Exercise directions :: Please restate every record below word for word.
The data: Begin
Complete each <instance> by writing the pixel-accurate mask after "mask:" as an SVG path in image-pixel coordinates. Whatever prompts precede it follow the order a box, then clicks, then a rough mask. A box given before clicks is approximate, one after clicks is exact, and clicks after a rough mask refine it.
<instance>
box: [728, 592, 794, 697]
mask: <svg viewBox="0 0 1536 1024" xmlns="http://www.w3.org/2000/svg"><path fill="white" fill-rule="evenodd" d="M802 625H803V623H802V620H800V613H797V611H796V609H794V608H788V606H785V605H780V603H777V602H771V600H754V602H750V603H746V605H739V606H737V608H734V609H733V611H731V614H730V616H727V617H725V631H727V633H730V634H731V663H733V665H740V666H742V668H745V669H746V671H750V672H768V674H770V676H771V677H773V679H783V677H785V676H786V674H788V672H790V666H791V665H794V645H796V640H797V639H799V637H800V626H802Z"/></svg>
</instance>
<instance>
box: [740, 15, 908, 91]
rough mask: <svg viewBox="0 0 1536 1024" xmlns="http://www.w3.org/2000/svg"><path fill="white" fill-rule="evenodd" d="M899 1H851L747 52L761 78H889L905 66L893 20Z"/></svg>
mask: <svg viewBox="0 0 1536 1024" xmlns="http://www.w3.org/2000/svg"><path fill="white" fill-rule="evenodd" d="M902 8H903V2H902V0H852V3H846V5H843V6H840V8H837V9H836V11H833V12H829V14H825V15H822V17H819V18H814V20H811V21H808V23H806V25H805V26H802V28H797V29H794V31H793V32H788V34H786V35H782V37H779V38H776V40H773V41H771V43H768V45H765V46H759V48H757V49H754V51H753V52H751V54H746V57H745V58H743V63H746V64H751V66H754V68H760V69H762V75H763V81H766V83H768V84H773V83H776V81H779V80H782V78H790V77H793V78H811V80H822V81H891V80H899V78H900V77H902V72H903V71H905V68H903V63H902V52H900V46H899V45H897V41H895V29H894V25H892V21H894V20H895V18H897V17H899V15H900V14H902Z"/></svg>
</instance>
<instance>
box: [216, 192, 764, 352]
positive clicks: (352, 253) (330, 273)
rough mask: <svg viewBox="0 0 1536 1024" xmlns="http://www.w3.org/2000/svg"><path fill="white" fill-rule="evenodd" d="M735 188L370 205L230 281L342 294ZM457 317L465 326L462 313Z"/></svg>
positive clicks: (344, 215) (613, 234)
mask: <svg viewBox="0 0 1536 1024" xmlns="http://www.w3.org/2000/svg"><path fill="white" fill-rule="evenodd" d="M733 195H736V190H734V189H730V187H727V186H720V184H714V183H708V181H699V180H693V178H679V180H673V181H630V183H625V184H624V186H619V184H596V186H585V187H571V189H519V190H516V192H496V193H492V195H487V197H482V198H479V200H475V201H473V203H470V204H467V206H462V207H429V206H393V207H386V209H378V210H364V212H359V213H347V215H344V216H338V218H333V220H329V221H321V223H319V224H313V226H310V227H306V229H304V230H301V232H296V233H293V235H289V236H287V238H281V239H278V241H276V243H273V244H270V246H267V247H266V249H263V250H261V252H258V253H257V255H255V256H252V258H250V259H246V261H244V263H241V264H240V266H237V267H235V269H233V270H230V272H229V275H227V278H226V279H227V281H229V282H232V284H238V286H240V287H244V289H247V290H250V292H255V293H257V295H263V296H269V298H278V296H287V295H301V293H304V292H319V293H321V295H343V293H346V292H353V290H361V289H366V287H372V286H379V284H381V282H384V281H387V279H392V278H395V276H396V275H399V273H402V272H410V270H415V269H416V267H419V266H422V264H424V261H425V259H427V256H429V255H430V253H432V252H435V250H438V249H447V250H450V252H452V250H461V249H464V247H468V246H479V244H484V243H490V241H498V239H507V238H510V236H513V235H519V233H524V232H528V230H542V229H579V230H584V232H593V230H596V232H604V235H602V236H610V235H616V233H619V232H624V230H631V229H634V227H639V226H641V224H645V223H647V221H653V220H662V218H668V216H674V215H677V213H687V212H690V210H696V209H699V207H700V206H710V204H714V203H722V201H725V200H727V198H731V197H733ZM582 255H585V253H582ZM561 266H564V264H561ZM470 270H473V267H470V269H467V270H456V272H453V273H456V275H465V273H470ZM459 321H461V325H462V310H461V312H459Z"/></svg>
The data: End
Response ::
Complete each <instance> by writing the pixel-accurate mask after "mask:" as an SVG path in image-pixel coordinates. Whatever prompts precede it follow the order a box, then clicks, then a rough mask. A box given before clicks is approximate, one after clicks is exact, and clicks after a rough mask refine it.
<instance>
box: [728, 592, 794, 697]
mask: <svg viewBox="0 0 1536 1024" xmlns="http://www.w3.org/2000/svg"><path fill="white" fill-rule="evenodd" d="M802 625H803V623H802V620H800V613H797V611H796V609H794V608H788V606H785V605H780V603H777V602H771V600H754V602H750V603H746V605H739V606H737V608H734V609H733V611H731V614H730V616H727V617H725V631H727V633H730V634H731V663H733V665H740V666H742V668H745V669H746V671H750V672H768V674H770V676H771V677H773V679H783V677H785V676H786V674H788V672H790V666H791V665H794V645H796V640H797V639H799V637H800V626H802Z"/></svg>
</instance>
<instance>
box: [740, 15, 908, 91]
rough mask: <svg viewBox="0 0 1536 1024" xmlns="http://www.w3.org/2000/svg"><path fill="white" fill-rule="evenodd" d="M899 1H851L747 52L761 78H889L905 66L893 20Z"/></svg>
mask: <svg viewBox="0 0 1536 1024" xmlns="http://www.w3.org/2000/svg"><path fill="white" fill-rule="evenodd" d="M902 8H903V2H902V0H852V3H846V5H843V6H840V8H837V9H836V11H833V12H829V14H825V15H822V17H819V18H814V20H811V21H808V23H806V25H805V26H802V28H797V29H794V31H793V32H788V34H786V35H782V37H779V38H776V40H773V41H771V43H768V45H765V46H759V48H757V49H754V51H753V52H751V54H746V57H745V58H743V63H746V64H751V66H754V68H760V69H762V75H763V81H766V83H768V84H773V83H776V81H779V80H782V78H790V77H793V78H811V80H822V81H891V80H899V78H900V77H902V72H903V71H905V68H903V63H902V52H900V46H899V45H897V41H895V29H894V25H892V21H894V20H895V18H897V17H899V15H900V14H902Z"/></svg>
</instance>
<instance>
box: [216, 192, 764, 352]
positive clicks: (352, 253) (330, 273)
rough mask: <svg viewBox="0 0 1536 1024" xmlns="http://www.w3.org/2000/svg"><path fill="white" fill-rule="evenodd" d="M735 188L370 205L230 281L342 294ZM457 317L465 326L462 313Z"/></svg>
positive clicks: (344, 215) (613, 234)
mask: <svg viewBox="0 0 1536 1024" xmlns="http://www.w3.org/2000/svg"><path fill="white" fill-rule="evenodd" d="M733 195H736V190H734V189H730V187H727V186H720V184H714V183H708V181H699V180H693V178H679V180H673V181H630V183H625V184H624V186H619V184H596V186H585V187H571V189H519V190H516V192H496V193H492V195H487V197H482V198H479V200H475V201H473V203H470V204H467V206H462V207H429V206H393V207H386V209H378V210H364V212H359V213H347V215H344V216H338V218H333V220H329V221H321V223H319V224H313V226H310V227H306V229H304V230H301V232H296V233H293V235H289V236H287V238H281V239H278V241H276V243H273V244H270V246H267V247H266V249H263V250H261V252H258V253H257V255H255V256H252V258H250V259H246V261H244V263H241V264H240V266H237V267H235V269H233V270H230V272H229V275H227V278H226V279H227V281H229V282H232V284H238V286H240V287H244V289H247V290H250V292H255V293H257V295H263V296H269V298H278V296H287V295H301V293H304V292H319V293H321V295H343V293H346V292H353V290H361V289H366V287H372V286H379V284H381V282H384V281H387V279H392V278H395V276H396V275H399V273H402V272H410V270H415V269H416V267H419V266H422V264H424V261H425V259H427V256H429V255H430V253H432V252H435V250H438V249H447V250H450V252H452V250H461V249H464V247H468V246H479V244H484V243H490V241H498V239H507V238H510V236H513V235H519V233H524V232H528V230H542V229H579V230H584V232H593V230H596V232H604V235H602V236H610V235H616V233H619V232H624V230H631V229H634V227H639V226H641V224H645V223H647V221H653V220H662V218H668V216H674V215H677V213H687V212H690V210H696V209H699V207H700V206H710V204H714V203H722V201H725V200H727V198H731V197H733ZM582 255H585V253H582ZM561 266H564V264H561ZM470 270H473V267H470V269H467V270H456V272H453V273H456V275H465V273H470ZM459 321H461V325H462V310H461V312H459Z"/></svg>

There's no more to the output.